* **Excerpt to read**:
◇ ◇ ◇ ◇
Saturday Afternoon (and don't bring up Baglioni) and West Ham is drawing in Portsmouth, boring match, I could even turn off the TV and head outside since this Autumn just hours before the Return to Standard Time is gifting us with a Strange Spring..
Yes, but today I don't feel like being bright and optimistic, for heaven's sake... certainly the way the Hammers are playing doesn't really encourage me to stay home... well, I could finish "11/9, The Impossible Conspiracy" but I don't feel like reading... let's find a record...
I don't know about you, but when I’m in these moments I become a bit like Muhammad and the Mountain, so without much effort in my hands I come across "Splinter" by the Sneaker Pimps... Speak of the devil...
... indeed, what could be more fitting in these moments than the Hymn to the Spleen by Corner & Co.?
Strange Group, the Sneaker Pimps, so introspective and so commercial... so light and so deep (and I'll spare you more Wenders-like quotes...), a band that has never managed to remain unscathed from the Trippy label that too many superficially pinned on them but perhaps brought some money too, allowing the leader, Chris Corner, a golden exile in Belgian Land to produce electro-eighties reminiscences (IAMX).
But I don't want to stay too much on the biography since lately I've already bored you enough, so for more information I refer you to my previous Review.
"Splinter" then...
The Album was born in '99 and personally I consider it (and not only chronologically) as the sunset of that decade, which you must have realized by now, I particularly revere. Sunset because "Splinter" represents that connection and coexistence between electronic sounds and acoustic elements that throughout the decade was the cross and the delight of those who experienced, yes, a crush for Synthetic Music, while also seeking that warmth only the naturalness of a traditional instrument can give (the debate on whether the Computer can be considered a real instrument never particularly touched me...).
Furthermore, a major element to consider are the barely hidden influences of Corner & Co., making it impossible not to notice that in their youth these gentlemen listened extensively to groups like Joy Division, New Order, Depeche Mode, Cocteau Twins and early Tears For Fears, therefore the long wave of the fusion between Dark, New Wave, and early '80s Electronics appears here in its utmost splendor (although the bright metaphor might clash with the underlying gloom of all the genres listed).
◇ ◇ ◇ ◇
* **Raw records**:

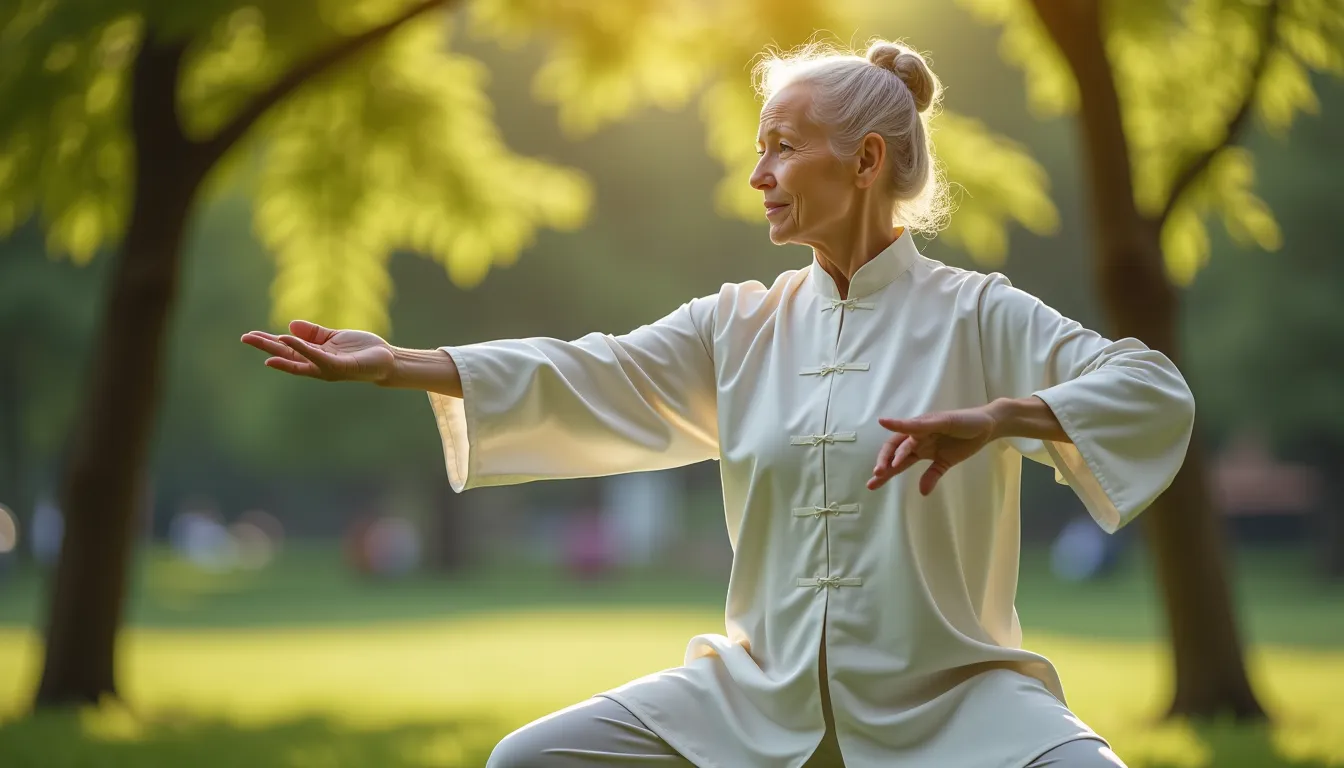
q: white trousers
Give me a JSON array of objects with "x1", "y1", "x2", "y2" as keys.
[{"x1": 485, "y1": 695, "x2": 1125, "y2": 768}]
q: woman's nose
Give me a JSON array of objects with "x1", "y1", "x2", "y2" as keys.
[{"x1": 750, "y1": 157, "x2": 774, "y2": 191}]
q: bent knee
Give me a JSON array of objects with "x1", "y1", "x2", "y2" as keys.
[
  {"x1": 1028, "y1": 738, "x2": 1125, "y2": 768},
  {"x1": 485, "y1": 728, "x2": 544, "y2": 768}
]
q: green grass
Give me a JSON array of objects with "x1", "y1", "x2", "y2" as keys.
[{"x1": 0, "y1": 551, "x2": 1344, "y2": 768}]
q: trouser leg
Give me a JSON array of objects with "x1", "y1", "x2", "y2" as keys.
[
  {"x1": 485, "y1": 697, "x2": 694, "y2": 768},
  {"x1": 1027, "y1": 738, "x2": 1125, "y2": 768}
]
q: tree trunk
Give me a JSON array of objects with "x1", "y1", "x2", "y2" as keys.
[
  {"x1": 35, "y1": 35, "x2": 204, "y2": 707},
  {"x1": 1035, "y1": 0, "x2": 1265, "y2": 718}
]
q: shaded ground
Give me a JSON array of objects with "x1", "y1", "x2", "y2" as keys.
[{"x1": 0, "y1": 543, "x2": 1344, "y2": 768}]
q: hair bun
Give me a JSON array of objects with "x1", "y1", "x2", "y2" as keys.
[{"x1": 868, "y1": 43, "x2": 938, "y2": 112}]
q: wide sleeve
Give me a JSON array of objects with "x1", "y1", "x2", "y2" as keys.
[
  {"x1": 429, "y1": 296, "x2": 719, "y2": 492},
  {"x1": 978, "y1": 274, "x2": 1195, "y2": 533}
]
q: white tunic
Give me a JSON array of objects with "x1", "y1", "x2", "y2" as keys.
[{"x1": 430, "y1": 234, "x2": 1193, "y2": 768}]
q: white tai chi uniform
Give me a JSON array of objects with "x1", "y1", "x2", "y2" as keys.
[{"x1": 430, "y1": 231, "x2": 1195, "y2": 768}]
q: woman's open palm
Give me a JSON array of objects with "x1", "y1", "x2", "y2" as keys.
[
  {"x1": 868, "y1": 408, "x2": 996, "y2": 496},
  {"x1": 242, "y1": 320, "x2": 395, "y2": 382}
]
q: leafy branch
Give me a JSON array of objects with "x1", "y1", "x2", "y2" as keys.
[
  {"x1": 202, "y1": 0, "x2": 461, "y2": 161},
  {"x1": 1156, "y1": 0, "x2": 1285, "y2": 226}
]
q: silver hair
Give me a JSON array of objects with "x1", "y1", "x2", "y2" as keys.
[{"x1": 753, "y1": 40, "x2": 950, "y2": 233}]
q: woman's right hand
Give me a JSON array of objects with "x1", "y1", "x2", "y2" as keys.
[{"x1": 242, "y1": 320, "x2": 396, "y2": 383}]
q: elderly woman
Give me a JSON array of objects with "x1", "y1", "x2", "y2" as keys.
◇ ◇ ◇ ◇
* **Description of the task**: According to the album review, who is the leader of the Sneaker Pimps? The listing has no connection to the album review.

* **Complete answer**: Chris Corner